> Exercise description
Return each line in the items below that contains the word "drop". Case counts.

> Extracted data
####

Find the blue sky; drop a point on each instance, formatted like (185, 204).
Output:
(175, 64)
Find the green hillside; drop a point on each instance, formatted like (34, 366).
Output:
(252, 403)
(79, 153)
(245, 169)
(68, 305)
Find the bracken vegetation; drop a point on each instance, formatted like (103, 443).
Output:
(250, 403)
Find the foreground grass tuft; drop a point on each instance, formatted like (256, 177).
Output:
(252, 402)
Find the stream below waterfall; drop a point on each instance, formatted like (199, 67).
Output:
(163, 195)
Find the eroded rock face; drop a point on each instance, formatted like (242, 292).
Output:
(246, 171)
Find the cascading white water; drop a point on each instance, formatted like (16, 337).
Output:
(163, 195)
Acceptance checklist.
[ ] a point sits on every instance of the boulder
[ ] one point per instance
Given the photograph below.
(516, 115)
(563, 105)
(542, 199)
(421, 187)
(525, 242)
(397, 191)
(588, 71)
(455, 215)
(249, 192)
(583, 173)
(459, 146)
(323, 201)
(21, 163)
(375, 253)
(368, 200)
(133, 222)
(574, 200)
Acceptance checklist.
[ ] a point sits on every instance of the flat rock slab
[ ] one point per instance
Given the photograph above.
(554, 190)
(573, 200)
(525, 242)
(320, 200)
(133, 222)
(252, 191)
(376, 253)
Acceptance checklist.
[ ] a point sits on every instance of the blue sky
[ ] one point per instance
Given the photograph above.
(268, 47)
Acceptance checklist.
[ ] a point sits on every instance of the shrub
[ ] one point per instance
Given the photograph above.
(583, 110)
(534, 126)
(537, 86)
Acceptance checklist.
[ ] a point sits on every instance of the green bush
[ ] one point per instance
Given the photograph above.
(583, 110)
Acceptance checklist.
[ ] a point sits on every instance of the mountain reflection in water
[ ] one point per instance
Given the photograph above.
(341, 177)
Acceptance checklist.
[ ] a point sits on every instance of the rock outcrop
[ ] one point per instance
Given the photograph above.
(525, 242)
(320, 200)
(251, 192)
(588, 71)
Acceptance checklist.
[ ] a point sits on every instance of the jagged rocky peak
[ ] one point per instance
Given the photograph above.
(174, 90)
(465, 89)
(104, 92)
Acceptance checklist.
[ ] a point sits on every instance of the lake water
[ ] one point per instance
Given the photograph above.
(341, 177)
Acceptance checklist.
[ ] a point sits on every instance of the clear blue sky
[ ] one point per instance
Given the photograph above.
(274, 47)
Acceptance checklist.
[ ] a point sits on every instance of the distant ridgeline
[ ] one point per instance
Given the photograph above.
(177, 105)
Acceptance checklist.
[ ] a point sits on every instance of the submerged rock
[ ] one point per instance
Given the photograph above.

####

> Task result
Find the blue sky; drop a point on each instance, formatted like (185, 204).
Find the green hillside; drop a point on each instance, formatted like (34, 366).
Find the bracken vegetation; drop a point on each instance, formatted like (103, 443).
Find the foreground grass tuft; drop a point on each instance, formatted like (256, 177).
Find the stream below waterfall; drop a point on each instance, formatted like (199, 67).
Find the eroded rock face; drop a point on each instance, formatted like (242, 292).
Find the cascading white water; drop a point on each instance, formatted like (16, 337).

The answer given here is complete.